▶ **Task description**: Repeat the whole listing exactly, leaving nothing out.

* * *

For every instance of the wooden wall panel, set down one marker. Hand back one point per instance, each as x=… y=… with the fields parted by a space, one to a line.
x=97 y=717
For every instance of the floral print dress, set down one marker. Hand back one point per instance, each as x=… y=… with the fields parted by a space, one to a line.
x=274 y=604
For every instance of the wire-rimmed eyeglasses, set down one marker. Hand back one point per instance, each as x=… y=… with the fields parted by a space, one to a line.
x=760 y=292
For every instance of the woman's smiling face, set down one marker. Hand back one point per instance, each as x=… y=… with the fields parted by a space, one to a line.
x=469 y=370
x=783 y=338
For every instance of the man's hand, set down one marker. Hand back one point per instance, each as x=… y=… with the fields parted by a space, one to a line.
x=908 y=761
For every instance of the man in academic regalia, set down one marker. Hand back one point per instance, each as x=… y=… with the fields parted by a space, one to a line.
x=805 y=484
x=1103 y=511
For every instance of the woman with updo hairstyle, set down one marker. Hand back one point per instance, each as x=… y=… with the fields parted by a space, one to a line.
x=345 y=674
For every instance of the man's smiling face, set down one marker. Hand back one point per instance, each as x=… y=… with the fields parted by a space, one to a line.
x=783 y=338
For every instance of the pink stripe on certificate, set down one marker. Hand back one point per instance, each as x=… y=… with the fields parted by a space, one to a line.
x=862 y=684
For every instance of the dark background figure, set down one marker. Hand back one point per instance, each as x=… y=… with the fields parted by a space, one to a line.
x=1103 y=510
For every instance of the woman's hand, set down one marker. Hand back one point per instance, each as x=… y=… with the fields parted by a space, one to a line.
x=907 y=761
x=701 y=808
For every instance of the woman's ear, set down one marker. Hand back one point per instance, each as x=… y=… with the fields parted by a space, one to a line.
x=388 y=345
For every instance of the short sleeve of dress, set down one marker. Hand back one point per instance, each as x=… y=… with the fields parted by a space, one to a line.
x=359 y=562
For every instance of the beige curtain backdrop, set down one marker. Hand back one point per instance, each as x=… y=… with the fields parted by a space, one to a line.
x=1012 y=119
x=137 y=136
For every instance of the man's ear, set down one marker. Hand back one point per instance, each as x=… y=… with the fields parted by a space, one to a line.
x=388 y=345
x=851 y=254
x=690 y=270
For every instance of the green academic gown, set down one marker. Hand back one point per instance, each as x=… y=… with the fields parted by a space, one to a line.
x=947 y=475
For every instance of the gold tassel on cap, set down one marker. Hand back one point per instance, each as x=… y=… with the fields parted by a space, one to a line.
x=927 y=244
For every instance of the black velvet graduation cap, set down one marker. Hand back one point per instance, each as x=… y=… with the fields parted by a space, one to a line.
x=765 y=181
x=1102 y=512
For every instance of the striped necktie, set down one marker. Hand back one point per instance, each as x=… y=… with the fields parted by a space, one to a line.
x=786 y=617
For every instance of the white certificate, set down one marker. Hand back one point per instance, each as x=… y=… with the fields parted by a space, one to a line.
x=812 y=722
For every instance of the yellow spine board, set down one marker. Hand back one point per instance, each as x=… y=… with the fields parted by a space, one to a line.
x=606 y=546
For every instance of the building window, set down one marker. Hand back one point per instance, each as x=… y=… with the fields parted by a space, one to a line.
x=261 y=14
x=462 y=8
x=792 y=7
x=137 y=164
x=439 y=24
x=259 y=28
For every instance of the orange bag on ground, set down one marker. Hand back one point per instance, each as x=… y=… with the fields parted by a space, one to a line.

* * *

▶ **Finished exercise**:
For every instance of the wooden wall panel, set down one marker. Hand back one point per instance, each as x=… y=… with the fields parted by a space, one to a line.
x=97 y=717
For every instance of the floral print dress, set down one marker. Hand back one point per instance, each as x=… y=… with the fields parted by a space, one to a line.
x=274 y=604
For every instance of the wire-rimmed eyeglasses, set down one marker. Hand back one point per instance, each as x=… y=… with the fields parted by a space, one to a line.
x=760 y=292
For every instance of the woman's smiling face, set down one marker. Hand back one point per instance, each as x=… y=… with the fields parted by a space, one to a line.
x=469 y=370
x=783 y=338
For every instance of the man's hand, set down one marker. Hand back one point per instance, each as x=… y=… with the fields parted by a space, one to a line.
x=908 y=761
For every instance of the man in academic regalia, set down one marker. Hand back one point per instance, each as x=… y=… with the fields parted by a space, one to a line.
x=805 y=484
x=1103 y=511
For every instance of the woman with updo hairstyle, set down one marker. Hand back one point per instance, each as x=… y=… with the fields parted by a space, one to a line.
x=345 y=674
For every instance of the man's smiling face, set down one marker. Hand back one point per instance, each as x=… y=… with the fields parted by a space, one to a line.
x=783 y=338
For every instance of the pink stripe on certificate, set down one marker. Hand back one point per instance, each as x=… y=… with the fields parted by a space, one to a line.
x=862 y=684
For every instance of the dark background figure, set down one marker. Hand back one point per instance, each as x=… y=… with the fields parted by a space, one to a line.
x=1103 y=510
For every instance of the woman's hand, set down one marker. Hand back one point per instance, each as x=… y=… with the fields parted by a space, one to a line.
x=907 y=761
x=701 y=808
For every instance of the woman's ear, set down one marker. Hand back one point per instance, each as x=… y=… with the fields parted by a space, one to a line.
x=388 y=345
For every instance of the short sleeve of dress, set down one marker. Hand back one point per instance, each as x=… y=… with the fields parted by a space, one to a line.
x=359 y=562
For every instance of the beige curtain backdrop, set down one marker. Hand back one point per instance, each as x=… y=… with the fields parted by a space, one to a line.
x=1012 y=119
x=137 y=136
For every instance of the man's ear, set down one marker. Hand back one point per instance, each as x=… y=… with the fields parted by a space, one to a line.
x=388 y=345
x=851 y=254
x=690 y=270
For every instance of the green academic gown, set down one marker. Hand back one point per instance, each as x=… y=… with the fields parted by a space, one to a line.
x=947 y=475
For every instance of the gold tassel on cap, set down one marker. Hand back one point per instance, each as x=… y=… with the fields parted by a space, one to a line.
x=927 y=244
For every instance of the black velvet graduation cap, set down one marker. Hand back one point per instance, each as x=… y=… with the fields parted by a space, one to a line.
x=765 y=181
x=1102 y=512
For every instance of the striped necktie, set down one marker. Hand back one point per instance, each as x=… y=… with the fields parted by a space, one to a line.
x=786 y=617
For every instance of the white certificate, set down one marker. Hand back one point per instance, each as x=… y=… with the fields parted by a space, one to a line.
x=812 y=722
For every instance of the yellow spine board, set down one marker. Hand back one point per instance, each as x=… y=… with the fields parted by a space, one to a line.
x=606 y=546
For every instance of the building window, set down one marker. Hand back one point per instance, each as x=… y=… with the fields parted by a space, one to a line.
x=261 y=14
x=462 y=8
x=792 y=7
x=137 y=164
x=439 y=24
x=259 y=28
For every instance of the orange bag on ground, set down one marker. Hand back one point per instance, each as x=… y=… with the fields parted by a space, one to a line.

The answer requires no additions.